The problem → Reproduce every one of the entries below verbatim, leaving each line unchanged.

══════════

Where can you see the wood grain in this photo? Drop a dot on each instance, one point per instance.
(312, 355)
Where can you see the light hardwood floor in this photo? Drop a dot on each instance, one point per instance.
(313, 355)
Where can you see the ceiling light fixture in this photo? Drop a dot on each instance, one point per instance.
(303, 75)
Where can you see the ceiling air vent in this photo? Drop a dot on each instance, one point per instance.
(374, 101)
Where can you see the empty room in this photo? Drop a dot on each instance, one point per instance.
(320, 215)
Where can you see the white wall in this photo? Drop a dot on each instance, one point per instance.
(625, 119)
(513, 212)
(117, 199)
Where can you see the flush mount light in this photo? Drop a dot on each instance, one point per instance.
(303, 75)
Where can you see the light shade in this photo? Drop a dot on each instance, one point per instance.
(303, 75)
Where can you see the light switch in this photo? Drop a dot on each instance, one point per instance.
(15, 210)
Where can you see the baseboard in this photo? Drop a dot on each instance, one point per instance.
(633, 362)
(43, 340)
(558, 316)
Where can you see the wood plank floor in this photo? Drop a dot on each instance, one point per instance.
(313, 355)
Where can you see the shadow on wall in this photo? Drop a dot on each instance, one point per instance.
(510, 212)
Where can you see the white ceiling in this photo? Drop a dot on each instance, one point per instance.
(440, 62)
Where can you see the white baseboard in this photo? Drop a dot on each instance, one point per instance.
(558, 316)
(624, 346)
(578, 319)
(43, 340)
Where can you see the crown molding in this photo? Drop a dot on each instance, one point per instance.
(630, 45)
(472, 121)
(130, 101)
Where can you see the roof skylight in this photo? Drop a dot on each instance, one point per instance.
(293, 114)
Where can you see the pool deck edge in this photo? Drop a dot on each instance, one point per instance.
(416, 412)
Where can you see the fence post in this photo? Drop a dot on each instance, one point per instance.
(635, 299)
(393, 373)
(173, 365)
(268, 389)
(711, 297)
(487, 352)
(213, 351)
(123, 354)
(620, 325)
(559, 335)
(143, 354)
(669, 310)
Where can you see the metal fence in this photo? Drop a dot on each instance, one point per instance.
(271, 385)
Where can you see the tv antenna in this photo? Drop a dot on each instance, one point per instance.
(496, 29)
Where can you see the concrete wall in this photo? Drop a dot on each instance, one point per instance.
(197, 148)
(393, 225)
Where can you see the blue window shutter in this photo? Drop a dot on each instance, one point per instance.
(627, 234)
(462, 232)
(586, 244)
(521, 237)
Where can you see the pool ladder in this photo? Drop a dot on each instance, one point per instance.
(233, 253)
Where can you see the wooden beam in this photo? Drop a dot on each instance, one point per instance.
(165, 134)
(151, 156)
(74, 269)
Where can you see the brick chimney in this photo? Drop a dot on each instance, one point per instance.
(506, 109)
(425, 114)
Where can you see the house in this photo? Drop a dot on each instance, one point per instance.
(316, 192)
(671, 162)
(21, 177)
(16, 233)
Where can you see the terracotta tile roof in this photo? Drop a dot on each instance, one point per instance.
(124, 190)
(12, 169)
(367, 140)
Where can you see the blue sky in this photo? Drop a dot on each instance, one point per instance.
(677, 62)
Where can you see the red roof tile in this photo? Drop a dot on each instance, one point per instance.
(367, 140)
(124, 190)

══════════

Correct response →
Where can you see the wood grain in this photo? Drop a dot on each instance, one point per instance.
(312, 355)
Where can you see the light hardwood floor in this photo? Drop a dot on each instance, one point per instance.
(313, 355)
Where can you see the ceiling light fixture in this photo? Drop a dot on each instance, one point per instance.
(303, 75)
Where can you see the ceiling air vent in this photo? Drop a dot on each instance, one point per instance.
(374, 101)
Where can you see the empty room in this photo? Drop a dot on each instance, one point per instance.
(320, 215)
Where can you see the white wall in this photo? Drop a dot on each instance, one point per instance.
(625, 119)
(513, 212)
(117, 199)
Where can you see the flush mount light in this photo? Drop a dot on each instance, one point per instance.
(303, 75)
Where can you see the light shade in this photo? Drop a dot on each instance, one point per instance.
(303, 75)
Where can you see the light switch in this photo? Drop a dot on each instance, one point per instance.
(15, 210)
Where can you see the baseboard in this photo? Drop a dot on each instance, one point per instance.
(633, 362)
(43, 340)
(558, 316)
Where can you see the wood plank floor in this photo? Drop a dot on each instance, one point per instance.
(313, 355)
Where can you see the shadow on wall in this photo? Drop a dot on each instance, one point per instance.
(510, 212)
Where can you see the white ceiling in this photo? Drop a dot on each instance, one point per instance.
(440, 62)
Where can you see the white baseboard in this photo? Drop a dot on each instance, one point per instance.
(558, 316)
(624, 346)
(578, 319)
(43, 340)
Where can you see the crown molding in this photo? Drop a dot on each instance, one point per instance.
(630, 45)
(472, 121)
(130, 101)
Where can you see the roof skylight in this photo? Drop a dot on each instance, one point per instance.
(293, 114)
Where can you see the pool deck edge in this photo? Drop a dot on each instance, one point per instance.
(416, 412)
Where can you see the fence post in this photo? Drop a dot on each instance, one point per instance.
(635, 299)
(393, 373)
(173, 365)
(268, 389)
(711, 297)
(487, 352)
(213, 351)
(123, 354)
(620, 325)
(559, 335)
(143, 354)
(669, 310)
Where can you see the metal fence in this photo? Drop a dot on each instance, one point per instance.
(271, 385)
Where can you see the tv antenna in this photo? Drop a dot on each instance, one point per instance.
(496, 29)
Where can you see the concrete wall in this photo? Drop a dot on each instance, one point per instance.
(197, 148)
(393, 225)
Where can you see the blue window shutter in this photo? Drop a dot on each instance, one point per instance.
(627, 234)
(462, 232)
(586, 244)
(521, 237)
Where can you see the pool ladder in this photo? Drop a dot on each instance, one point per instance.
(233, 253)
Where can you see the wooden beam in this photo? Drop a dot on each instance, one point per instance.
(165, 134)
(151, 156)
(74, 269)
Where can you see the brick chimney in this photo? Drop a dot on each instance, one point per instance.
(506, 109)
(425, 114)
Where can you see the house in this photo? Drop a dot on each instance, one point per instance.
(316, 192)
(671, 162)
(21, 177)
(16, 233)
Where can you see the terracotta tile roof in this photo? Drop a dot on each instance, one point per instance.
(124, 190)
(12, 169)
(367, 140)
Where can you see the blue sky in this photo? Drop a dot on each instance, one point per instance.
(677, 62)
Where can you see the red roof tile in this photo? Drop a dot on each instance, one point per instance.
(367, 140)
(124, 190)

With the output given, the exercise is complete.